Problem to work on:
Below is a block of records; reproduce all of them exactly and leave out any pictures.

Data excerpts
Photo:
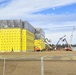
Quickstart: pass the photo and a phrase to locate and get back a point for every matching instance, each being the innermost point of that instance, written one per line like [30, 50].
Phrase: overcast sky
[56, 17]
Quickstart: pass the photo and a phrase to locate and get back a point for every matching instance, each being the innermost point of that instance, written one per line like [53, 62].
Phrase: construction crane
[68, 48]
[72, 35]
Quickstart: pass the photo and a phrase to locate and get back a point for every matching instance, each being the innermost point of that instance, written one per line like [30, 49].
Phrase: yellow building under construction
[18, 36]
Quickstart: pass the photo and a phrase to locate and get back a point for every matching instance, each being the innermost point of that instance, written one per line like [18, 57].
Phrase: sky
[56, 17]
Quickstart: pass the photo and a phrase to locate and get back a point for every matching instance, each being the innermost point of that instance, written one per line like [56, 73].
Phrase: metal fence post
[42, 66]
[4, 67]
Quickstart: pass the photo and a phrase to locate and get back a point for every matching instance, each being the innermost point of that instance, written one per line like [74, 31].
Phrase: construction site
[24, 50]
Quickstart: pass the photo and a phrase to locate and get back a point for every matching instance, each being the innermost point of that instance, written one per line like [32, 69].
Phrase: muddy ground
[55, 63]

Solution:
Photo:
Quickstart: pass the photo and a phrase to locate and get back a point for every matching instance, each being the innermost point of that instance, written one per line like [30, 50].
Phrase: overcast sky
[56, 17]
Quickstart: pass the photo and a phrase to locate and get back a point for every matching instance, each being the innermost point of that instance, written one per line like [53, 62].
Phrase: construction crane
[68, 48]
[72, 35]
Quickstart: pass the photo and a phrase to locate and get back a point for every matching instance, each being the innermost point of that instance, written one per line like [30, 49].
Phrase: yellow building under construction
[18, 36]
Quickstart: pass the photo and a phrase to locate and get back a point for every matching instance, each being the innermost point of that instance, written one per line like [18, 57].
Phrase: sky
[56, 17]
Quickstart: pass the photo and a phrase to locate and get back a point for every matching instance, each being the innermost point of that instance, written one per line like [56, 73].
Phrase: metal fence post
[42, 66]
[4, 67]
Quickstart: pass the photo and a phrase to locate and get back a point for every matching instance, each being the innermost point of that instance, written one per line like [74, 31].
Phrase: construction site
[24, 50]
Quickstart: pass the photo and a phrase to locate and get back a point for every matching instance, each being the innermost point of that instance, written one per line like [32, 69].
Phrase: muddy ground
[55, 63]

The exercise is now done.